:: Data in this exercise
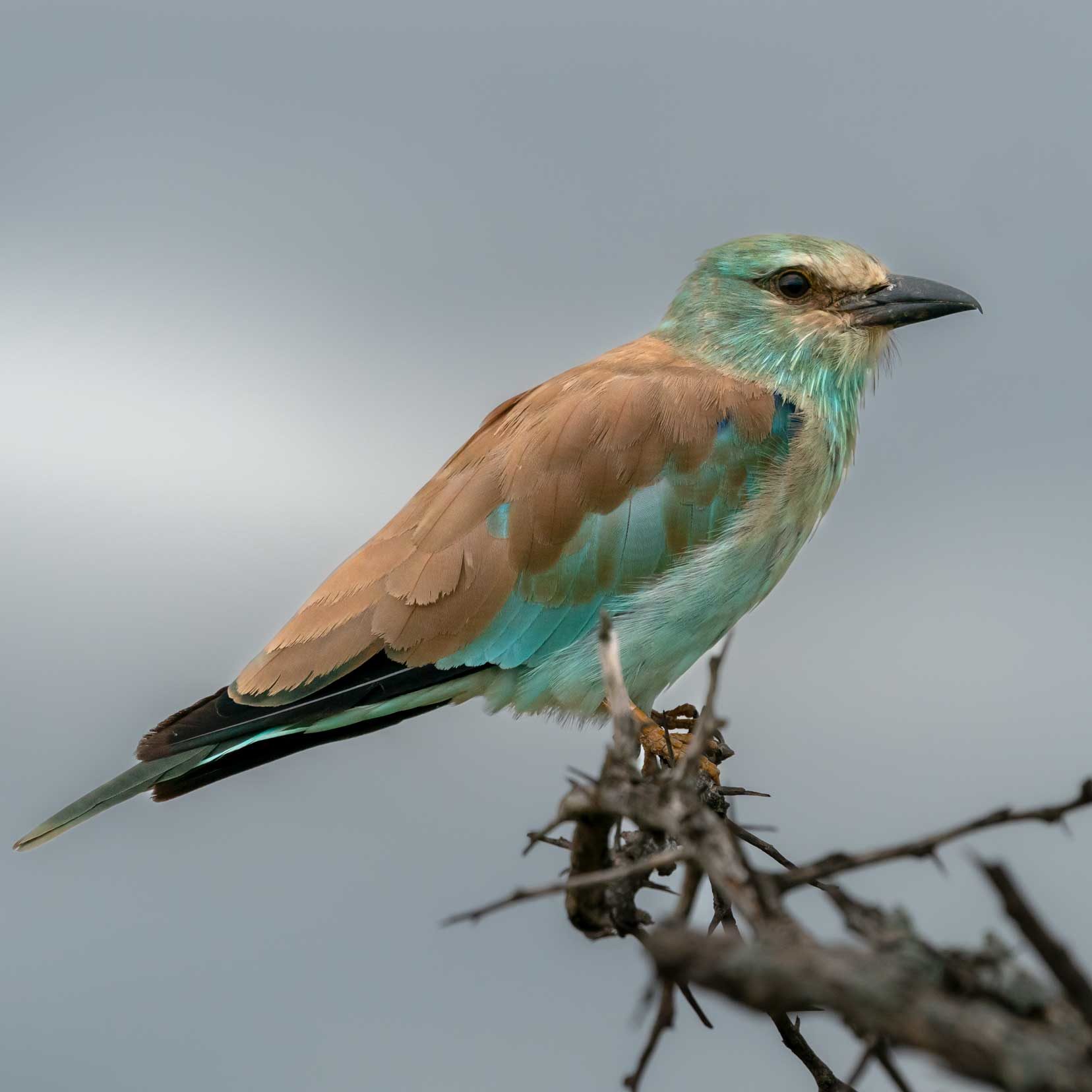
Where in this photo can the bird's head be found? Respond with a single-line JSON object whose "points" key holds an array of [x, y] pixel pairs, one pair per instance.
{"points": [[810, 315]]}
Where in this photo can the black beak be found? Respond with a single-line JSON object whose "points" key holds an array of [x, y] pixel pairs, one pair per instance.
{"points": [[903, 301]]}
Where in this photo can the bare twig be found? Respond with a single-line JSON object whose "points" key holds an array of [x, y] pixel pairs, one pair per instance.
{"points": [[1073, 980], [790, 1031], [664, 1019], [885, 994], [584, 880], [837, 863], [974, 1012]]}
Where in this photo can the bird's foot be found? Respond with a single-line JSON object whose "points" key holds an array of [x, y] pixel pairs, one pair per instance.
{"points": [[657, 729]]}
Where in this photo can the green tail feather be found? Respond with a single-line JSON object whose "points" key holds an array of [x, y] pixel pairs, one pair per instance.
{"points": [[136, 780]]}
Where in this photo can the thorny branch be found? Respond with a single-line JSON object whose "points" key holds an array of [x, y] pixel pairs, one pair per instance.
{"points": [[977, 1012]]}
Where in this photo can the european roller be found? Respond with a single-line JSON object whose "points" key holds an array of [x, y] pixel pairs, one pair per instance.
{"points": [[669, 482]]}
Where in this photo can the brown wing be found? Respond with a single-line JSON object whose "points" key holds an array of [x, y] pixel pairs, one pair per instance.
{"points": [[437, 574]]}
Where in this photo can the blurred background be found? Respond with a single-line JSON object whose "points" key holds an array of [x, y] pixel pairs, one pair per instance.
{"points": [[266, 266]]}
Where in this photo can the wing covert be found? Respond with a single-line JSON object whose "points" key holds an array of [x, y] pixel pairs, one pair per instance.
{"points": [[567, 496]]}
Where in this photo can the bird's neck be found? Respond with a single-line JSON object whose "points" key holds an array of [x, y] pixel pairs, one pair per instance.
{"points": [[827, 373]]}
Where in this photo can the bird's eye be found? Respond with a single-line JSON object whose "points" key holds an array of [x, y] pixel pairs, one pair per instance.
{"points": [[793, 284]]}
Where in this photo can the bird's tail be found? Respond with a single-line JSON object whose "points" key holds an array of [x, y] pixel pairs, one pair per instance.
{"points": [[136, 780]]}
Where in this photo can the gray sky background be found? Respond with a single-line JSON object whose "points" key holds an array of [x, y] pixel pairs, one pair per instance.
{"points": [[264, 266]]}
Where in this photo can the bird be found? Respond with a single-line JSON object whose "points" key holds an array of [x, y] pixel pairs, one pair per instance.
{"points": [[669, 483]]}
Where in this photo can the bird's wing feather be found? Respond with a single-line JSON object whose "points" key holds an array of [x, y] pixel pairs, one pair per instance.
{"points": [[568, 494]]}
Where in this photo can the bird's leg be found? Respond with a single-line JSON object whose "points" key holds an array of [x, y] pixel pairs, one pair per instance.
{"points": [[657, 730]]}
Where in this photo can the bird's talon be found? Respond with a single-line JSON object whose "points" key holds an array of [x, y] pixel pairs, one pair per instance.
{"points": [[654, 742]]}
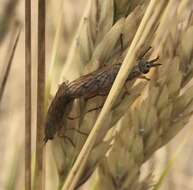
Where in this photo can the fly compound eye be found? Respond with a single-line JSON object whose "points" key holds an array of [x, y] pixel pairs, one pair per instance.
{"points": [[144, 66]]}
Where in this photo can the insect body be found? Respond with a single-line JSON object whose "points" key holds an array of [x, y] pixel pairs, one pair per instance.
{"points": [[94, 84]]}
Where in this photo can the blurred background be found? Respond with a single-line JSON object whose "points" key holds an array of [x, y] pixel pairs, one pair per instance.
{"points": [[12, 103]]}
::::
**Task requirements:**
Rewrite all of the entries above, replacing every "photo" with "image" and changing nothing else. Omit the pictures from your answer.

**Complete response:**
Where in this image can the bird's head be found? Respond with a single-line JSON object whose "points" key holds an array of [x, y] pixel pairs, one pair per instance.
{"points": [[810, 315]]}
Where in this image can the black beak be found? Respond with a single-line JSON object whose "points" key holds an array of [x, y] pixel pairs, one pair per instance.
{"points": [[903, 301]]}
Where in this image can the bare twig be found? Respond with a single-line JSON object whose "points" key holds an array of [x, y] pixel pairs, one pair per instance.
{"points": [[1073, 980], [790, 1031], [664, 1019], [885, 994], [584, 880], [837, 863], [974, 1012]]}
Where in this image can the bird's foot be found? Respond with a single-line JSON object whose "points" key holds an array of [x, y] pixel pairs, one pair per instance.
{"points": [[657, 729]]}
Where in this image can the green tail feather be found? Respond with a single-line JSON object whose "points" key holds an array of [x, y] pixel pairs, one pair per instance.
{"points": [[136, 780]]}
Where in this image can the thorny branch be found? Respond with a single-line JSON object whose "points" key holds an array of [x, y] pixel pairs, one pair per instance.
{"points": [[977, 1012]]}
Where in this image can the european roller be found? Respond with a single-line JSON object whose "points" key holds an array of [x, y] pixel pairs, one pair per instance.
{"points": [[669, 482]]}
Where in this image can the brown wing be found? Respond with a single-line JSON object whose "points" key holds an array of [x, y] pixel pairs, one pair per instance.
{"points": [[437, 574]]}
Where in this image can the blurred background be found? Respond with a single-line JSON object whose "points" key holds an array of [x, y] pixel pairs, one pair per instance.
{"points": [[266, 266]]}
Where in this image can the wing covert be found? Respond with a single-line JSON object whose "points" key holds an array of [x, y] pixel pairs, one pair per instance.
{"points": [[567, 496]]}
Where in this image can the bird's neck be found? Respond with a single-line JSON object whose "points" key holds an array of [x, y] pixel pairs, one pair per instance.
{"points": [[827, 373]]}
Where in this image can the bird's eye be found? Respond with a single-line JSON object whose "points" key holds an array of [x, y] pixel pairs, one pair per instance.
{"points": [[793, 284]]}
Where in this image can the bird's tail be found? Respond with a single-line JSON object whose "points" key holds an array of [x, y] pixel pairs, one pair per instance.
{"points": [[136, 780]]}
Where in this image can the gray sky background be found? Respond with a single-line JSON object whose "points" key holds an array of [x, y] pixel pairs, one pair per instance.
{"points": [[264, 266]]}
Where in this image can the bird be found? Respond with a single-line JSON object whose "points" key holds an array of [x, y] pixel pairs, one pair per instance.
{"points": [[669, 483]]}
Where in this image can the bird's wing feather be found? Respond with a single-line JSON object whose "points" key holds an array of [x, y] pixel pairs, one pair per instance.
{"points": [[568, 494]]}
Where in this image can the bird's leg be found? Respond with a single-line JSON object whose "points" key holds an array of [x, y] pixel pairs, one pair per instance.
{"points": [[657, 730]]}
Where in this image can the bird's talon be found? Respond with a single-line JSON object whose "points" key holds an array of [x, y] pixel pairs, one pair per instance.
{"points": [[654, 742]]}
Where in this image can the fly compound eye be found? Respond with a single-line JSON object whose "points" key holds an array of [x, y] pixel pairs, one pair per instance.
{"points": [[144, 66]]}
Where in this image can the insect body be found? Respond with a single-line JSON object whose "points" key holds an array of [x, y] pixel pairs, one pair per instance.
{"points": [[94, 84]]}
Where in this image can the blurred background be found? Respond with a single-line JSON object whose "points" key holds an array of [x, y] pixel pairs, one pair per instance.
{"points": [[12, 103]]}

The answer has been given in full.